→ **WRITTEN PROBLEM**: Print the listing below, without alteration, from its beginning up to and including the line containing "M 101 109 L". Omit the pictures from your output.

→ **SUPPLIED MATERIAL**:
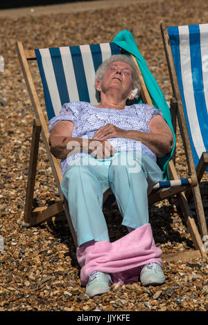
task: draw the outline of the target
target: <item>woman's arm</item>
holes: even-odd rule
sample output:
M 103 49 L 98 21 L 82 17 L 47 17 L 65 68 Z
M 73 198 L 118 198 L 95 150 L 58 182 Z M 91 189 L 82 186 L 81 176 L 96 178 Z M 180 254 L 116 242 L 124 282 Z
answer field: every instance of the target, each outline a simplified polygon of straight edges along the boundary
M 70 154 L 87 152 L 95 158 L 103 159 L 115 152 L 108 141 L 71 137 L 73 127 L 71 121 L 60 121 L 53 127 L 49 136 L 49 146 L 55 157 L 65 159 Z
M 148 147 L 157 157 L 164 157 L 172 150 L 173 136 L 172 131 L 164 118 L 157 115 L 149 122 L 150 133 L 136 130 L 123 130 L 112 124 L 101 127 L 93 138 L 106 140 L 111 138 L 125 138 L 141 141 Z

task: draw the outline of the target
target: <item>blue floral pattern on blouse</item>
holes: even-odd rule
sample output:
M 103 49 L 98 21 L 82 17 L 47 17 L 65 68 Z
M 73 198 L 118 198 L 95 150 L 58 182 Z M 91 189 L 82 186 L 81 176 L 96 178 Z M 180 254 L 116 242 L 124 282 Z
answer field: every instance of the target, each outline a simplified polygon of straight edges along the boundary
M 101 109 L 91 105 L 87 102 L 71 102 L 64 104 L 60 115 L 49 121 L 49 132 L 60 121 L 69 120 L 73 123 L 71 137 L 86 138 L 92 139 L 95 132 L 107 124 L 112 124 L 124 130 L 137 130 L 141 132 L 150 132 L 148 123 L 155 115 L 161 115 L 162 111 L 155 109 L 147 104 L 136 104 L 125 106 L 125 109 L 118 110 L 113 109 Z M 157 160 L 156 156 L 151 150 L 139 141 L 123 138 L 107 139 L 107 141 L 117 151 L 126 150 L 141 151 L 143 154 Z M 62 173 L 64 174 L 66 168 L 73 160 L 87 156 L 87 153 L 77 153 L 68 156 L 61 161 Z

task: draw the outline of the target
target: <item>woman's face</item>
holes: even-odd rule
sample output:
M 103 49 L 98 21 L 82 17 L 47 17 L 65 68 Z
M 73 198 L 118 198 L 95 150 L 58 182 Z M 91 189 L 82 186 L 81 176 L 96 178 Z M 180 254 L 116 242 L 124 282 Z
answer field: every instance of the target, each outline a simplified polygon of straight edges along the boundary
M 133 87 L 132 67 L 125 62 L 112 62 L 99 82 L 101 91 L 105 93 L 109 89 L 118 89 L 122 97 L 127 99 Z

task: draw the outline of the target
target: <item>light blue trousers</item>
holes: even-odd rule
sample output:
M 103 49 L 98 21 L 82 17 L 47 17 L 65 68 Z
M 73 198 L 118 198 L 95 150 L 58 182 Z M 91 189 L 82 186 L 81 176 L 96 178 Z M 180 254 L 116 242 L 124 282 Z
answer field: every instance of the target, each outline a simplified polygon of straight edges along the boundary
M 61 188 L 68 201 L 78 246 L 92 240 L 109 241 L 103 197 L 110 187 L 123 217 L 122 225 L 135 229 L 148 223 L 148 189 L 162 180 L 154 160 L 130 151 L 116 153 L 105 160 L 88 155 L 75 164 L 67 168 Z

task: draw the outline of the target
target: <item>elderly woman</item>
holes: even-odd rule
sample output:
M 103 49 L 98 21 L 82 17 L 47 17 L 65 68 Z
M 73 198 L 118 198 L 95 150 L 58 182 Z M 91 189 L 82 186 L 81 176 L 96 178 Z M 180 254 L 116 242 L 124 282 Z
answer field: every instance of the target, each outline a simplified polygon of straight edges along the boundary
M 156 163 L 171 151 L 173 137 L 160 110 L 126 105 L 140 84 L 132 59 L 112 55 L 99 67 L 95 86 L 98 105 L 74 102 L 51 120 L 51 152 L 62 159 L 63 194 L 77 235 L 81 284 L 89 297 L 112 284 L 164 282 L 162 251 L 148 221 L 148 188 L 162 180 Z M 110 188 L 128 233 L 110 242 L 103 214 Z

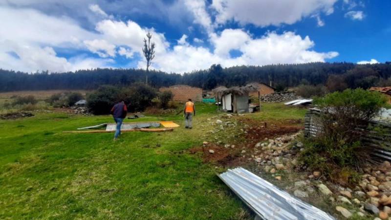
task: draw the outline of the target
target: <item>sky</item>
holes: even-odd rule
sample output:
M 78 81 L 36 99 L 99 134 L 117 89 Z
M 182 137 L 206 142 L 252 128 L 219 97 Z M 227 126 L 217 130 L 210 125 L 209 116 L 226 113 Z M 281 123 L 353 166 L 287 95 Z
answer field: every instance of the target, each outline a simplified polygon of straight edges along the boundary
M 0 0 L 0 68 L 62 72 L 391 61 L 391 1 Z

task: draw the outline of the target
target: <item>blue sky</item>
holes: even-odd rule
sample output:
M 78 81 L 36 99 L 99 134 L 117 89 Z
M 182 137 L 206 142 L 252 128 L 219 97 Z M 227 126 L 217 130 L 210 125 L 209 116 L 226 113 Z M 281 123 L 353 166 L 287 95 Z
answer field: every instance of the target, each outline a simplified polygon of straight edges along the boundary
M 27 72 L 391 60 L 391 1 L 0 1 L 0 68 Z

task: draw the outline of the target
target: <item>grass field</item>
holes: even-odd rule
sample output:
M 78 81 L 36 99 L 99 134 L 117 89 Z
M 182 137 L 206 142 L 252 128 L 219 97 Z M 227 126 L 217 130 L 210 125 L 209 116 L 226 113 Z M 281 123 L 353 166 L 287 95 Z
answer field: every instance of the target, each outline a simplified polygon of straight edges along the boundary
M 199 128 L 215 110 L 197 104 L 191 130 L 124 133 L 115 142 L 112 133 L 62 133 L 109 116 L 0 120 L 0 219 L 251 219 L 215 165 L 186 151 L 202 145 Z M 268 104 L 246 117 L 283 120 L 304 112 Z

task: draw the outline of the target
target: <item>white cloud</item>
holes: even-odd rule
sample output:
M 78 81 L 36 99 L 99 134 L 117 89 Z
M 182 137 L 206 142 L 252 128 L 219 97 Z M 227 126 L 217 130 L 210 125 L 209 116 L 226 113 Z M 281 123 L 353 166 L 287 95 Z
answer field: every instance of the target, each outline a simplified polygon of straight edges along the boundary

→ **ANSWER BELOW**:
task: draw the outline of the target
target: <item>woman's arm</item>
holes: even-odd rule
sample output:
M 103 49 L 98 21 L 82 17 L 47 17 L 65 68 Z
M 73 198 L 118 198 L 95 150 L 58 182 Z M 91 189 L 82 186 L 81 176 L 96 178 Z M 180 254 L 116 242 L 124 282 Z
answer field: every instance of the target, each outline a simplified polygon of straight edges along the boundary
M 70 154 L 87 152 L 95 158 L 103 159 L 115 152 L 108 141 L 71 137 L 73 127 L 71 121 L 60 121 L 53 127 L 49 136 L 49 146 L 55 157 L 65 159 Z
M 148 147 L 157 157 L 164 157 L 172 150 L 173 136 L 172 131 L 164 118 L 157 115 L 149 122 L 150 133 L 136 130 L 123 130 L 112 124 L 101 127 L 93 138 L 106 140 L 111 138 L 125 138 L 141 141 Z

task: draw the outline of the target
target: <item>blue floral pattern on blouse</item>
holes: even-odd rule
sample output:
M 103 49 L 98 21 L 82 17 L 47 17 L 65 68 Z
M 73 198 L 118 198 L 95 150 L 58 182 Z M 91 189 L 82 186 L 81 176 L 96 178 Z M 180 254 L 116 242 L 124 282 Z
answer field: every instance of the target, each outline a simplified polygon of straight edges along the boundary
M 101 109 L 91 105 L 87 102 L 71 102 L 64 104 L 60 115 L 49 121 L 49 132 L 60 121 L 69 120 L 73 123 L 71 137 L 86 138 L 92 139 L 95 132 L 107 124 L 112 124 L 124 130 L 137 130 L 141 132 L 150 132 L 148 123 L 155 115 L 161 115 L 162 111 L 155 109 L 147 104 L 136 104 L 125 106 L 125 109 L 118 110 L 113 109 Z M 157 160 L 156 156 L 151 150 L 139 141 L 123 138 L 107 139 L 107 141 L 117 151 L 126 150 L 141 151 L 143 154 Z M 62 173 L 64 174 L 66 168 L 73 160 L 87 156 L 87 153 L 77 153 L 68 156 L 61 161 Z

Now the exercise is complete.